Repeat each record that follows, keeping it identical.

Dataset records Block Start

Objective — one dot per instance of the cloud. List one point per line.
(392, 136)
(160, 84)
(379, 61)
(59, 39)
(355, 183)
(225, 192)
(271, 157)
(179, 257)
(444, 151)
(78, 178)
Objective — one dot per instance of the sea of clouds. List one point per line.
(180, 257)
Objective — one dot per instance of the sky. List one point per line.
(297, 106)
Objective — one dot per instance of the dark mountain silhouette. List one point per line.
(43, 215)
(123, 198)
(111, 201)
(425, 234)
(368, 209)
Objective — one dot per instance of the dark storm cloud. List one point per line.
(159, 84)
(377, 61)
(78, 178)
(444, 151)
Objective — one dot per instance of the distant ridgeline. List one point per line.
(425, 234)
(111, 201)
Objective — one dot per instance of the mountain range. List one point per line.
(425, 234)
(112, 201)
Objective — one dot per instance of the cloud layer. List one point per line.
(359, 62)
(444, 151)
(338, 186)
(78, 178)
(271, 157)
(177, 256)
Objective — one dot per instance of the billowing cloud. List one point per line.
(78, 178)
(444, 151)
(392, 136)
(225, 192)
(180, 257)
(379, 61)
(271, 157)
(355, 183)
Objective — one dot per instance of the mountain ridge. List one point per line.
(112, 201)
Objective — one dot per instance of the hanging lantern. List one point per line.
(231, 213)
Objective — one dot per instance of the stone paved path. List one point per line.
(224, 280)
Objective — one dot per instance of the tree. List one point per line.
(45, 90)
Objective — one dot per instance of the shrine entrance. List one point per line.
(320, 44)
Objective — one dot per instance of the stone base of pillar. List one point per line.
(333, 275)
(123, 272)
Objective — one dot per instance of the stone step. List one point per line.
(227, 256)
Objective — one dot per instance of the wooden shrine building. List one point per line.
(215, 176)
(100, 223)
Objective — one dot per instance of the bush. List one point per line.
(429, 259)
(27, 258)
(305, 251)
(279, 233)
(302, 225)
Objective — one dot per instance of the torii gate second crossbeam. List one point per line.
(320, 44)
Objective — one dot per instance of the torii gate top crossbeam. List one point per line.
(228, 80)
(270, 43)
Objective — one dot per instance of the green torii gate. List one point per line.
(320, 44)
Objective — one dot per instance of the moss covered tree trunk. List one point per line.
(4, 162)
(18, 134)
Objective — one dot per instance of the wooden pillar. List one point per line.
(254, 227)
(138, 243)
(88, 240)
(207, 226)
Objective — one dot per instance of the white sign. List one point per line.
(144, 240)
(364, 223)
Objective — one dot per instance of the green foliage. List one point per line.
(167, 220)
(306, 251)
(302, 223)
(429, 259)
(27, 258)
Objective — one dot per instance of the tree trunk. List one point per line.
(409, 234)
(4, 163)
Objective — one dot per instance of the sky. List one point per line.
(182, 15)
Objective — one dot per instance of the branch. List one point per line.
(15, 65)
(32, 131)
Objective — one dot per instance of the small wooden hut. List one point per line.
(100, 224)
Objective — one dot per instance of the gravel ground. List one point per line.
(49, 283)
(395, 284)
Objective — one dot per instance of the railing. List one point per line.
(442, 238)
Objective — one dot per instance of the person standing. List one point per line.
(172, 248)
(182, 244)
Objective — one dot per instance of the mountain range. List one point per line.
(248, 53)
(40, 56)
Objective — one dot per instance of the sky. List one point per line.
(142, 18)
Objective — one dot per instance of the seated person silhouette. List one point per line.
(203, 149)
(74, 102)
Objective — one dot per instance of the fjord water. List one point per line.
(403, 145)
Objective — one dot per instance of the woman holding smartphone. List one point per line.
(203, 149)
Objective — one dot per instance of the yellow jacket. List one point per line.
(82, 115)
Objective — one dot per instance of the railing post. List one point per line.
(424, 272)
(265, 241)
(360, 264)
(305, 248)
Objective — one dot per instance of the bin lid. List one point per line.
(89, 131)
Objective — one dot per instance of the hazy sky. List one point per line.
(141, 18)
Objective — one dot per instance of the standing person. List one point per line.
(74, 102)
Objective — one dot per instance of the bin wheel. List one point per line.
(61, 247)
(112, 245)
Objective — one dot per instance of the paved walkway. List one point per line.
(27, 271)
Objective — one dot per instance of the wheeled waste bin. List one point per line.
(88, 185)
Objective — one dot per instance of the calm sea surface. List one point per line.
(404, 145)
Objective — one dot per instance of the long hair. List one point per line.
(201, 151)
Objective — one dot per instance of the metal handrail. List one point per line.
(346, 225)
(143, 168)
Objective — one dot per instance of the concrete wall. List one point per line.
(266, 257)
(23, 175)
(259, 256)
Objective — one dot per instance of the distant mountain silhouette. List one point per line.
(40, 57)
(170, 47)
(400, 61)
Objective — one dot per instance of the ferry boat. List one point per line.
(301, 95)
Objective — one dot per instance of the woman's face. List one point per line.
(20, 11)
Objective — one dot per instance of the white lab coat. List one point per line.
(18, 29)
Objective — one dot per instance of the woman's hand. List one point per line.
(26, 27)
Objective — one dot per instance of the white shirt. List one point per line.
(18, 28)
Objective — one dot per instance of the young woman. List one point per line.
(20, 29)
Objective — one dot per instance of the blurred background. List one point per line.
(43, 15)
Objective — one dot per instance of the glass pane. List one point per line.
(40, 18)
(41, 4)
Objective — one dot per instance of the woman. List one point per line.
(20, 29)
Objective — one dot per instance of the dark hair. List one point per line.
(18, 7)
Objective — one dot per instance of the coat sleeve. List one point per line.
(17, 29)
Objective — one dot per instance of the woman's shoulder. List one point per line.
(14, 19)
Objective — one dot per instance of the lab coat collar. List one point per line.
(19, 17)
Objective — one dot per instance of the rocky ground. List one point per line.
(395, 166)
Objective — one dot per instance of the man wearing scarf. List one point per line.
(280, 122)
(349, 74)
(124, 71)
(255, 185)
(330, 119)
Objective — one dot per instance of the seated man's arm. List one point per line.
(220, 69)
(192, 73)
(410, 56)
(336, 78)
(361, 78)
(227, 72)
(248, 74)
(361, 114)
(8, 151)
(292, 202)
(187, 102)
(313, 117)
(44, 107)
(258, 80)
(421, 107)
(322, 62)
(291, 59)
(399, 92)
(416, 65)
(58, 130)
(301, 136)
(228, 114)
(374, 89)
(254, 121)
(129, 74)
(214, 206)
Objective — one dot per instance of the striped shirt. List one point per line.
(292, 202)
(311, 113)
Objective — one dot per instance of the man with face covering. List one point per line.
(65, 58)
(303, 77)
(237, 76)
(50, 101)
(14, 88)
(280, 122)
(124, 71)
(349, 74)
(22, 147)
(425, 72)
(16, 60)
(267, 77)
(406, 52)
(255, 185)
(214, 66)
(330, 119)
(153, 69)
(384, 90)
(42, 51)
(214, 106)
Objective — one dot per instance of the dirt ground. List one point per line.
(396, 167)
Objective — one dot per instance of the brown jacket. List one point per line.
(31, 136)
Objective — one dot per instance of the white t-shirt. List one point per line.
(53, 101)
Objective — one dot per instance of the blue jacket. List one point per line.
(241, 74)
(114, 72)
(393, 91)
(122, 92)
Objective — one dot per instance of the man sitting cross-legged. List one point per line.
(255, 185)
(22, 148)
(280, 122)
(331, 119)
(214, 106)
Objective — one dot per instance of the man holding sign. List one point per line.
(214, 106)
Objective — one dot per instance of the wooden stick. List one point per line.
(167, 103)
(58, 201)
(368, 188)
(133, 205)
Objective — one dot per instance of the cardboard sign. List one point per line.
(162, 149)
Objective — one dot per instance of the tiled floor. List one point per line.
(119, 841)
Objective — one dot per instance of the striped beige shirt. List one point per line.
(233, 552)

Dataset records Block End

→ Completed task:
Objective — one dot per instance of the cloud. List one point per line.
(392, 136)
(160, 84)
(379, 61)
(59, 39)
(355, 183)
(225, 192)
(271, 157)
(179, 257)
(444, 151)
(78, 178)
Objective — one dot per instance of the sea of clouds. List one point per line.
(180, 257)
Objective — one dot per instance of the sky. List one point per line.
(297, 106)
Objective — one dot per instance of the dark mountain silhouette. List one point per line.
(43, 215)
(123, 198)
(111, 201)
(425, 234)
(368, 209)
Objective — one dot per instance of the dark storm cloud. List one point per line.
(159, 84)
(377, 61)
(78, 178)
(444, 151)
Objective — one dot per instance of the distant ridgeline. List one point per line.
(425, 234)
(111, 201)
Objective — one dot per instance of the mountain range. List one point per line.
(425, 234)
(112, 201)
Objective — one dot per instance of the cloud layer. List one point per line.
(359, 62)
(444, 151)
(338, 186)
(78, 178)
(271, 157)
(177, 256)
Objective — one dot per instance of the billowing cloud. List one point per line.
(78, 178)
(444, 151)
(392, 136)
(225, 192)
(180, 257)
(379, 61)
(271, 157)
(355, 183)
Objective — one dot per instance of the mountain ridge. List one point per line.
(112, 201)
Objective — one dot per instance of the hanging lantern. List one point per line.
(231, 213)
Objective — one dot per instance of the stone paved path. List one point per line.
(224, 280)
Objective — one dot per instance of the tree. List one point per line.
(45, 90)
Objective — one dot per instance of the shrine entrance. List one point per line.
(320, 44)
Objective — one dot per instance of the stone base of pillar. List one point per line.
(333, 275)
(123, 272)
Objective — one dot per instance of the stone step. List one point per line.
(227, 256)
Objective — one dot per instance of the wooden shrine building. List one point per line.
(215, 176)
(100, 223)
Objective — one dot per instance of the bush. List one point per line.
(429, 259)
(27, 258)
(305, 251)
(279, 233)
(302, 225)
Objective — one dot per instance of the torii gate second crossbeam. List one point per line.
(320, 44)
Objective — one dot per instance of the torii gate top crossbeam. List one point per line.
(228, 80)
(270, 43)
Objective — one dot per instance of the green torii gate. List one point per line.
(320, 44)
Objective — one dot per instance of the moss covered tree trunk. List one point per line.
(4, 162)
(18, 134)
Objective — one dot per instance of the wooden pillar. List one point per line.
(254, 227)
(138, 243)
(88, 240)
(207, 226)
Objective — one dot per instance of the white sign. List one point per line.
(144, 240)
(364, 223)
Objective — one dot per instance of the green foliage. List one point per line.
(167, 220)
(306, 251)
(302, 223)
(429, 259)
(27, 258)
Objective — one dot per instance of the tree trunk. List one point per line.
(409, 234)
(4, 163)
Objective — one dot per instance of the sky. List one point per line.
(182, 15)
Objective — one dot per instance of the branch. List one point per line.
(15, 65)
(32, 131)
Objective — one dot per instance of the small wooden hut. List one point per line.
(100, 224)
Objective — one dot per instance of the gravel ground. List one point per line.
(49, 283)
(395, 284)
Objective — one dot per instance of the railing. List one point per line.
(442, 238)
Objective — one dot per instance of the person standing. List one point per line.
(172, 248)
(182, 244)
Objective — one dot per instance of the mountain range. List one point per line.
(248, 53)
(40, 56)
Objective — one dot per instance of the sky. List one point per line.
(142, 18)
Objective — one dot per instance of the seated person silhouette. List one point per line.
(203, 149)
(74, 102)
Objective — one dot per instance of the fjord water. List one point per line.
(403, 145)
Objective — one dot per instance of the woman holding smartphone. List one point per line.
(203, 149)
Objective — one dot per instance of the yellow jacket. List one point per line.
(82, 115)
Objective — one dot per instance of the railing post. List one point per line.
(424, 272)
(265, 241)
(360, 264)
(305, 248)
Objective — one dot per instance of the bin lid. List one point per line.
(89, 131)
Objective — one dot per instance of the hazy sky. List one point per line.
(141, 18)
Objective — one dot per instance of the standing person. List one point per line.
(74, 102)
Objective — one dot per instance of the bin wheel. List one point per line.
(61, 247)
(112, 245)
Objective — one dot per instance of the paved walkway. List one point per line.
(27, 271)
Objective — one dot per instance of the wheeled waste bin. List one point per line.
(88, 185)
Objective — one dot per instance of the calm sea surface. List one point per line.
(404, 145)
Objective — one dot per instance of the long hair. List one point per line.
(201, 151)
Objective — one dot per instance of the metal handrail. List one point per line.
(346, 225)
(143, 168)
Objective — one dot per instance of the concrete wall. List one point per line.
(266, 257)
(23, 175)
(259, 256)
Objective — one dot per instance of the distant mountain silhouette. List one point per line.
(40, 57)
(170, 47)
(400, 61)
Objective — one dot per instance of the ferry boat. List one point per line.
(301, 95)
Objective — one dot per instance of the woman's face. List one point per line.
(20, 11)
Objective — one dot per instance of the white lab coat. List one point per line.
(18, 29)
Objective — one dot per instance of the woman's hand. List one point per line.
(26, 27)
Objective — one dot per instance of the white shirt. List one point per line.
(18, 28)
Objective — one dot per instance of the young woman. List one point per line.
(20, 29)
Objective — one dot per instance of the blurred background. List one point per line.
(43, 15)
Objective — one dot per instance of the glass pane. List one point per line.
(40, 18)
(41, 4)
Objective — one dot per instance of the woman. List one point per line.
(20, 29)
Objective — one dot per instance of the dark hair. List one point per line.
(18, 7)
Objective — one dot per instance of the coat sleeve. List one point per line.
(17, 29)
Objective — one dot per instance of the woman's shoulder. List one point per line.
(14, 19)
Objective — one dot per instance of the lab coat collar. List one point per line.
(19, 17)
Objective — one dot per instance of the rocky ground. List one point per line.
(395, 166)
Objective — one dot per instance of the man wearing scarf. List one point per line.
(280, 122)
(349, 74)
(124, 71)
(255, 185)
(330, 119)
Objective — one dot per instance of the seated man's arm. List one point per line.
(220, 69)
(192, 73)
(410, 56)
(336, 78)
(361, 78)
(227, 72)
(248, 74)
(361, 114)
(8, 151)
(292, 202)
(187, 102)
(313, 117)
(44, 107)
(258, 80)
(421, 107)
(322, 62)
(291, 59)
(399, 92)
(416, 65)
(58, 130)
(301, 136)
(228, 114)
(374, 89)
(254, 121)
(129, 74)
(214, 206)
Objective — one dot per instance of the striped shirt. List one point per line.
(292, 202)
(311, 113)
Objective — one dot per instance of the man with face covering. List one point per line.
(65, 58)
(303, 77)
(237, 76)
(50, 101)
(14, 88)
(280, 122)
(124, 71)
(349, 74)
(22, 147)
(425, 72)
(16, 60)
(267, 77)
(406, 52)
(255, 185)
(214, 66)
(330, 119)
(153, 69)
(384, 90)
(42, 51)
(214, 106)
Objective — one dot per instance of the dirt ground. List one point per line.
(396, 167)
Objective — one dot per instance of the brown jacket. List one point per line.
(31, 136)
Objective — one dot per instance of the white t-shirt. List one point per line.
(53, 101)
Objective — one dot per instance of the blue jacket. List one point per line.
(241, 74)
(114, 72)
(393, 91)
(122, 92)
Objective — one dot per instance of the man sitting cross-legged. List one point per line.
(255, 185)
(22, 148)
(280, 122)
(331, 119)
(214, 106)
Objective — one dot per instance of the man holding sign. List one point per line.
(214, 106)
Objective — one dot per instance of the wooden stick. List one point per line.
(167, 103)
(58, 201)
(368, 188)
(133, 205)
Objective — one dot per instance of the cardboard sign. List one point per line.
(162, 149)
Objective — one dot per instance of the tiled floor. List one point per line.
(119, 841)
Objective — one dot per instance of the striped beige shirt. List one point per line.
(233, 552)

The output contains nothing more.